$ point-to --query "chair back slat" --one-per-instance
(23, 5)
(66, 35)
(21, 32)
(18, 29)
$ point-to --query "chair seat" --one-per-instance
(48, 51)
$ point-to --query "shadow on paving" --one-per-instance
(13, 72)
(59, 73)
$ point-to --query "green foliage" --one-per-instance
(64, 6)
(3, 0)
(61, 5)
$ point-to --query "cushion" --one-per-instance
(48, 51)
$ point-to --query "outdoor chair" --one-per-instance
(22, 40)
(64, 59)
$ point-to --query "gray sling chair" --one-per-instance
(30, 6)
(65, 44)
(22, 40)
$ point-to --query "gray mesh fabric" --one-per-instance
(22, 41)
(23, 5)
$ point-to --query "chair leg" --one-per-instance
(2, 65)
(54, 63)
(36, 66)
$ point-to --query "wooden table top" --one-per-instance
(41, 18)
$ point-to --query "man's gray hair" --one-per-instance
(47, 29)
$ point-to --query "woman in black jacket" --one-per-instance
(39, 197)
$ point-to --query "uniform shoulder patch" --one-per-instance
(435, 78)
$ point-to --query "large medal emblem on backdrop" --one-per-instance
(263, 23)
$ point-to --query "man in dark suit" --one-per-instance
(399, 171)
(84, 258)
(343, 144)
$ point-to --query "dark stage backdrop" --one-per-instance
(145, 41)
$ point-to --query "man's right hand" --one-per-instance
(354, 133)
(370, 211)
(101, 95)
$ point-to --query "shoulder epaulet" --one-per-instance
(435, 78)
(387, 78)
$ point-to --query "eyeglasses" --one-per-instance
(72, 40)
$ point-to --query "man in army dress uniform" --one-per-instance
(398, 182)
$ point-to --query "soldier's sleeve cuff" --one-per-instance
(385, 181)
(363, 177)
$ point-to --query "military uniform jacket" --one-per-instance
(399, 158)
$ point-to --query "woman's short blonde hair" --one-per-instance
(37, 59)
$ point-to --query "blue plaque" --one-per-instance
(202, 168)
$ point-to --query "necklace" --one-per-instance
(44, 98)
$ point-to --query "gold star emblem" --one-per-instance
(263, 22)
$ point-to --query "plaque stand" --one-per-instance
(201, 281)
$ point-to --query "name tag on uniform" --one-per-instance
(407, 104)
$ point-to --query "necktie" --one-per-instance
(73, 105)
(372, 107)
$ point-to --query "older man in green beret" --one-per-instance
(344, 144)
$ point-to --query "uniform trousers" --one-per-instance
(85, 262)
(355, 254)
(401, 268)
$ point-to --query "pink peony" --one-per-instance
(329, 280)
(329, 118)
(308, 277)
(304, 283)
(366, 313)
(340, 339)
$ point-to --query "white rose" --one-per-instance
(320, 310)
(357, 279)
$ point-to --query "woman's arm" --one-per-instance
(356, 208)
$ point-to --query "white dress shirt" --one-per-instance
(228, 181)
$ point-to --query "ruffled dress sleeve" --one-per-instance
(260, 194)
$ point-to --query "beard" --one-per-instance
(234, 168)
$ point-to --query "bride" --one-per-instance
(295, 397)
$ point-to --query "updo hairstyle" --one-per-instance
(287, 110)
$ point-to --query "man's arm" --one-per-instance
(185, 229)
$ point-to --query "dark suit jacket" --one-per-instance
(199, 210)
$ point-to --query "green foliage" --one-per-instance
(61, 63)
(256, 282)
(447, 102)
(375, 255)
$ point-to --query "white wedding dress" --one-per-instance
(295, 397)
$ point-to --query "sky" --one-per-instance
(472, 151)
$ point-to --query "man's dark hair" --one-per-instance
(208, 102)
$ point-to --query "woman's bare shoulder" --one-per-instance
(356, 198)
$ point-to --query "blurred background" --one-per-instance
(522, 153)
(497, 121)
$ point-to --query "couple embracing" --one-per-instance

+ + +

### DO THIS
Which lines in the listing above contain the word "emblem"? Report each of them in full.

### RIGHT ANSWER
$ point-to --query "large medal emblem on backdrop" --one-per-instance
$ point-to --query "gold star emblem" --one-per-instance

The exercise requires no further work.